Given instruction 1:
Please answer from the soup blog post below: what brand of tortellini did the writer already have in the fridge?

Tuesday, February 21, 2012

Confessions of a Soup-a-holic (and A Tuscan Inspired Soup)

Is it a childhood thing?  Or, is it because there is something comforting and totally soul satisfying about soup?  Growing up, we usually just had good old Campbell's soup and sometimes some home made vegetable soup.   Nevertheless,  I have always loved soup.  Maybe it's because it is relatively easy to make, and you can get by with one pot, and it feeds a lot of people and there are left overs. Of course, the perfect meal!  Or, it could be the simplicity and honesty that soup brings to the table.   I don't really know why or how I came to love soup so much, but I really could eat it every day.  Really.  Seriously.  Every day.

I am not a big fan of leftovers per se, but soup is the one thing I don't mind reheating and eating again and again.  Actually, home made soup gets better with a little reheating, don't  you think?  The flavors all meld together and it just tastes good - plain old good.  Just don't give it to me luke warm - I want my soup "burn your mouth" hot!

This morning, I woke up early and had soup on my mind.  Couldn't tell you why, but I did.  I knew today would be a home made soup day, just didn't know what kind.  We did a lot of running around today -  lunch with the grandsons who were out of school for a teacher in service, a foray to a new toy store that is absolutely wonderful, and then a quick stop at Trader Joe's because we were on that side of town.  One pass down the first aisle and I knew it was going to be a Tuscan inspired soup with Italian sausage in it.  Why?  Because Trader Joe's sweet Italian sausage is delicious and it is in a case in the first aisle. ( Using Italian sausage is like having little meatballs in your soup without having to make them.) I picked up a bag of baby spinach, a fresh bagguette, and a couple of other items and headed home.  A recipe was formulating in my mind.  There were some fire roasted tomatoes and red kidney beans in the pantry, some Butoni three cheese tortellini in the fridge and there are always onions and garlic, so I was good to go.

If you don't know a lot about Tuscan cuisine, it is hearty and rustic food made with seasonal ingredients grown in the region.  This is a little info I found about Tuscan food.

Records shown:

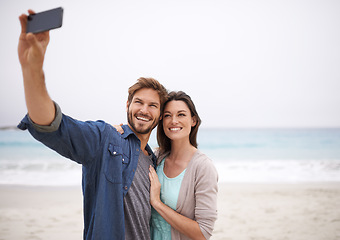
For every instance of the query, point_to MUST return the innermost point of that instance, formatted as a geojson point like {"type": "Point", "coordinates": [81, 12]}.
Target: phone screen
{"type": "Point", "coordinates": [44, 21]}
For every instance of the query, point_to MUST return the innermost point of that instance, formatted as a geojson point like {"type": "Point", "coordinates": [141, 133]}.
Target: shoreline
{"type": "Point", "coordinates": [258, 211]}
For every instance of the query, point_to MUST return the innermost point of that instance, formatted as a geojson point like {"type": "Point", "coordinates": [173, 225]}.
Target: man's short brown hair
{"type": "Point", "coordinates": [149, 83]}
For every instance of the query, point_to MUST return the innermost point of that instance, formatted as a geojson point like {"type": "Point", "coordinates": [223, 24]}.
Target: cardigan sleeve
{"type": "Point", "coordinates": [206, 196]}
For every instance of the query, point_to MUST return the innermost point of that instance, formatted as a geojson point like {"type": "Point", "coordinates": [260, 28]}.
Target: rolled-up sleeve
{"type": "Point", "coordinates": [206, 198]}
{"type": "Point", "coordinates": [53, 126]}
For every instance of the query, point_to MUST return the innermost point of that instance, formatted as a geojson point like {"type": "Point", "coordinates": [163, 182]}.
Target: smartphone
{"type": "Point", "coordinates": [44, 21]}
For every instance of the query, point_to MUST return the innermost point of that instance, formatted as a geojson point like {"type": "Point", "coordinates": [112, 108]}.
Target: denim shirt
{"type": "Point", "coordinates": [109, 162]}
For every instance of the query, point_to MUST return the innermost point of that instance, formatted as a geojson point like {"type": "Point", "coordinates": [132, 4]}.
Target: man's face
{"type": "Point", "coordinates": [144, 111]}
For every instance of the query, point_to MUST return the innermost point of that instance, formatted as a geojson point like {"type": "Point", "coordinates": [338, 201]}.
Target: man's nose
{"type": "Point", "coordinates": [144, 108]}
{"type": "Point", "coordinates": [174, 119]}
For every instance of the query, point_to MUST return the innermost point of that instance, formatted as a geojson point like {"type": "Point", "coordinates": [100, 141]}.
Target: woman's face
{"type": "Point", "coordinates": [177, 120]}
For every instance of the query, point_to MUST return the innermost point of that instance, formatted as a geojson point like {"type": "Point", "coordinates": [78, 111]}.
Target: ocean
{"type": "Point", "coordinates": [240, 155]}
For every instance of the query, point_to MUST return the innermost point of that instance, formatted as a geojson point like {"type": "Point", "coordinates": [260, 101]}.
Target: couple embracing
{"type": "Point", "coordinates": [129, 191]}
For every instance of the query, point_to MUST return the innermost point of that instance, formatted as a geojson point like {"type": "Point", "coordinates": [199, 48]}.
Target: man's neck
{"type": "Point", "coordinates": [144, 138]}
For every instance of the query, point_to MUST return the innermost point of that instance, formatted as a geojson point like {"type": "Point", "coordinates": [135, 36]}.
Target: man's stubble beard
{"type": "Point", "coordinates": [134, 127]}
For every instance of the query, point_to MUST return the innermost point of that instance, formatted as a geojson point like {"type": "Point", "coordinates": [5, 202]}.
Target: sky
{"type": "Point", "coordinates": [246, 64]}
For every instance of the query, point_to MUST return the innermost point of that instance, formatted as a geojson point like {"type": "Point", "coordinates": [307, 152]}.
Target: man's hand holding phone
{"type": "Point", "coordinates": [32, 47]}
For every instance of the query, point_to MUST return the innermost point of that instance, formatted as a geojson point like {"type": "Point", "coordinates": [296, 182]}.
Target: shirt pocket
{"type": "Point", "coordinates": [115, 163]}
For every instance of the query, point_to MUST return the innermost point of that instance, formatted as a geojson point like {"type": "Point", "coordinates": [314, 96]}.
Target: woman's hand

Given instruction 2:
Count the lines of the records above that contain the string "sleeve", treating case as significant, and reply with only the number.

Final answer 1:
Butoni three cheese tortellini.

Final answer 2:
2